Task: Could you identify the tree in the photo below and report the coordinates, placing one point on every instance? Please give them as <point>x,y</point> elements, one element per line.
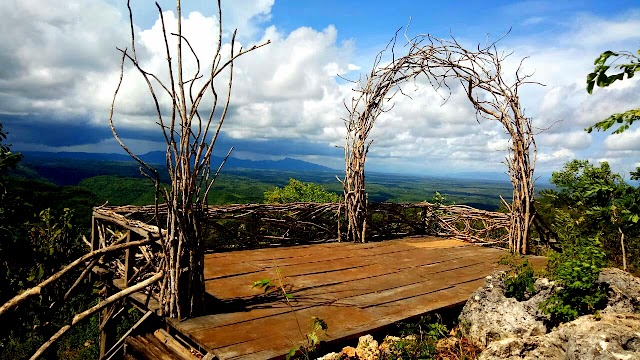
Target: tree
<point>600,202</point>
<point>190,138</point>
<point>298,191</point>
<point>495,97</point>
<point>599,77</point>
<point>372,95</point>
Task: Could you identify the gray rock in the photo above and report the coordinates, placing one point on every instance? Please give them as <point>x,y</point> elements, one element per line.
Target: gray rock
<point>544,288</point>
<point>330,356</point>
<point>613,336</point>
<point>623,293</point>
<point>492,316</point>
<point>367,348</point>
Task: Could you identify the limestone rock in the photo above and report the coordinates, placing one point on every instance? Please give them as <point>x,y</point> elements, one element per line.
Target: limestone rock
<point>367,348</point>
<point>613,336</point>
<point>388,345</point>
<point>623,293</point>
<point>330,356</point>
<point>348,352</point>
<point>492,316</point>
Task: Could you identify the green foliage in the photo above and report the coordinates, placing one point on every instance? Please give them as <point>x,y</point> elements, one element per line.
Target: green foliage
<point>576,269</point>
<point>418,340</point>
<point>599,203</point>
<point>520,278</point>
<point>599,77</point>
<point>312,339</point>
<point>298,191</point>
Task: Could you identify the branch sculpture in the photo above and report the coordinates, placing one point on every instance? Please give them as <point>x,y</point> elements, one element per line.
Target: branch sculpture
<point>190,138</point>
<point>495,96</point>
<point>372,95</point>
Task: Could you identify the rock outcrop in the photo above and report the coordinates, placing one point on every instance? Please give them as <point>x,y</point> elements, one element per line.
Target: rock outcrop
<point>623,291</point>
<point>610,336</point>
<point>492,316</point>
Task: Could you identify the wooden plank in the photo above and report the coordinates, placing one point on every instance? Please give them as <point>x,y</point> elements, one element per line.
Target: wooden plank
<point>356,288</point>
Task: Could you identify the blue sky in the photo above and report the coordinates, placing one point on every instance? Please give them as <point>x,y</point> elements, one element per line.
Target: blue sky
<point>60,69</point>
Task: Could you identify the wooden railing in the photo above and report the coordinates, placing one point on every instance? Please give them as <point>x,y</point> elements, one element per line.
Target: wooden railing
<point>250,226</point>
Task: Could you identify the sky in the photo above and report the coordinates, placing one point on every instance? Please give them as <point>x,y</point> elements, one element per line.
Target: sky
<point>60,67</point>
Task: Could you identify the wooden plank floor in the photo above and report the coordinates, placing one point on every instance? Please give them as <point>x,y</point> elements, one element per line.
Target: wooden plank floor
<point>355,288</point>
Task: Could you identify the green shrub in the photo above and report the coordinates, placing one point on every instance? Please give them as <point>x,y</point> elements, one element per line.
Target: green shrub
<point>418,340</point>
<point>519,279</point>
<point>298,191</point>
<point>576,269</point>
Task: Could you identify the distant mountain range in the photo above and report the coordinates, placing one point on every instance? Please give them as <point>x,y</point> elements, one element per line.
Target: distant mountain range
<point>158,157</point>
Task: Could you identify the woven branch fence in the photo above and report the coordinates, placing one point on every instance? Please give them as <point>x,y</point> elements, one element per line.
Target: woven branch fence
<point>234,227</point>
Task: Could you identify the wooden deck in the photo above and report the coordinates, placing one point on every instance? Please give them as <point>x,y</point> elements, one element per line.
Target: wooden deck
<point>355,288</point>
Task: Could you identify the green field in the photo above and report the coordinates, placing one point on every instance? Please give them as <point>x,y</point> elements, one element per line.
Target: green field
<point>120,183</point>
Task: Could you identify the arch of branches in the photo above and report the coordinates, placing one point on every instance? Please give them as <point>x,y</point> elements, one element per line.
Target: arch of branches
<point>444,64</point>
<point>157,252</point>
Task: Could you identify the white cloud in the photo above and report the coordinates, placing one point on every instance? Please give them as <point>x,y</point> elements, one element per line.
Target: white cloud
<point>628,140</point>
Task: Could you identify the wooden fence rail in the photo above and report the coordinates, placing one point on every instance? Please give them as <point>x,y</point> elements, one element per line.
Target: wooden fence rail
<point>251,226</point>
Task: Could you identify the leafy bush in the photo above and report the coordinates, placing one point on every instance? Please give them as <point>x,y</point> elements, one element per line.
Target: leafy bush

**TASK INSTRUCTIONS**
Reproduce all of the entries above verbatim, line for line, and omit the image from the copy.

**OUTPUT BELOW**
Task: Could you identify the tree in the photo below and report the coordinates, placing one point on every instance? Please give them as <point>x,y</point> elements, one element per line.
Target: tree
<point>600,202</point>
<point>190,138</point>
<point>298,191</point>
<point>495,97</point>
<point>599,77</point>
<point>372,95</point>
Task: Could you identify the gray rock in the photo above and report the coordinates, placing one point on every instance? Please give them as <point>x,y</point> elements, one element per line.
Target: gray rock
<point>544,288</point>
<point>330,356</point>
<point>613,336</point>
<point>623,293</point>
<point>492,316</point>
<point>367,348</point>
Task: Could you identify the limestone rock in the photo above and report the coordinates, placing one point on every instance? Please give them as <point>x,y</point> elements, one element per line.
Target: limestone rock
<point>367,348</point>
<point>613,336</point>
<point>388,345</point>
<point>623,293</point>
<point>330,356</point>
<point>348,352</point>
<point>492,316</point>
Task: Could you identify the green foliage in the photo above and report the coordinates, placing one point on every instance? Please give them as <point>x,y</point> elements, one element per line.
Target: green foliage
<point>576,269</point>
<point>418,340</point>
<point>599,203</point>
<point>520,278</point>
<point>599,77</point>
<point>312,339</point>
<point>298,191</point>
Task: Could you identify the branch sculpture in the photo above and report the coordinates, placing one point on every instance? Please give them as <point>x,y</point> elements, one element per line.
Target: branch sculpture
<point>190,138</point>
<point>495,96</point>
<point>372,95</point>
Task: Could you identify the rock outcrop in the photo above and report the coordinates, placing one point on every instance? Please give them as <point>x,y</point> elements, one element per line.
Target: rock outcrop
<point>623,291</point>
<point>610,336</point>
<point>492,316</point>
Task: Could you identify the wooden plank in the photo above and report the coordinates, placing one point on every instance? Please give them as <point>x,y</point> elements, one element per line.
Target: wooden plank
<point>356,288</point>
Task: Could you identify the blue sky in the photo above and report the coordinates, placing one point on every instance? Please give them as <point>x,y</point> elements, one element per line.
Target: blue sky
<point>60,69</point>
Task: Could you identify the wooden railing in the photo above and report the coordinates, placing one point on every instance? Please give them as <point>x,y</point> elements, one element per line.
Target: wooden railing
<point>250,226</point>
Task: Could you identify the sky in the photo above and report the coordinates, placing one point on every instance? Please give them as <point>x,y</point> elements, one element per line.
Target: sky
<point>60,67</point>
Task: Could you identify the wooden plank floor in the photo above and report the coordinates, placing one point on every instance? Please give them as <point>x,y</point> elements, one element per line.
Target: wooden plank floor
<point>355,288</point>
Task: Could you identify the green shrub in the photo above and report the coordinates, placing one point on every instance? Please give them as <point>x,y</point> elements, one element per line.
Target: green shrub
<point>418,340</point>
<point>519,279</point>
<point>298,191</point>
<point>576,269</point>
Task: Could you identify the distant mountain range in the photo above and report the coordinates, placing one point on every instance? Please give them as <point>x,y</point> elements, one element per line.
Target: distant mountain range
<point>158,157</point>
Task: Could you identify the woven branch fence in the photo above and report the coordinates, placing one point on every instance? Please give them as <point>x,y</point> elements, one element per line.
Target: woven branch fence
<point>234,227</point>
Task: Could you identify the wooden deck in the photo above and report the coordinates, placing one point on every instance? Please give them as <point>x,y</point> elements, one element per line.
Target: wooden deck
<point>355,288</point>
Task: Could you identify the green field in the photo above and report the coordinates, placing one point on every instance? Please give them as <point>x,y</point> elements, one element per line.
Target: green field
<point>120,183</point>
Task: Could you identify the arch of branches in the photo above and report the coordinates, placing one point on every instance? Please give them as <point>x,y</point> elements, one element per line.
Target: arch of branches
<point>444,64</point>
<point>157,252</point>
Task: Could you identify the white cloud in the photo above and report the coordinates, placing one point on every instance? Please give them as <point>x,y</point> elements, one element per line.
Target: white cloud
<point>628,140</point>
Task: Could you identify the wooden fence rail in the photo above and report the coordinates, placing one point on every instance? Please give them as <point>x,y</point> elements, one element per line.
Target: wooden fence rail
<point>251,226</point>
Task: Could you identify the leafy bush in the photo above and report the coordinates, placing one point on every instance? Please give them as <point>x,y</point> elements, one element per line.
Target: leafy bush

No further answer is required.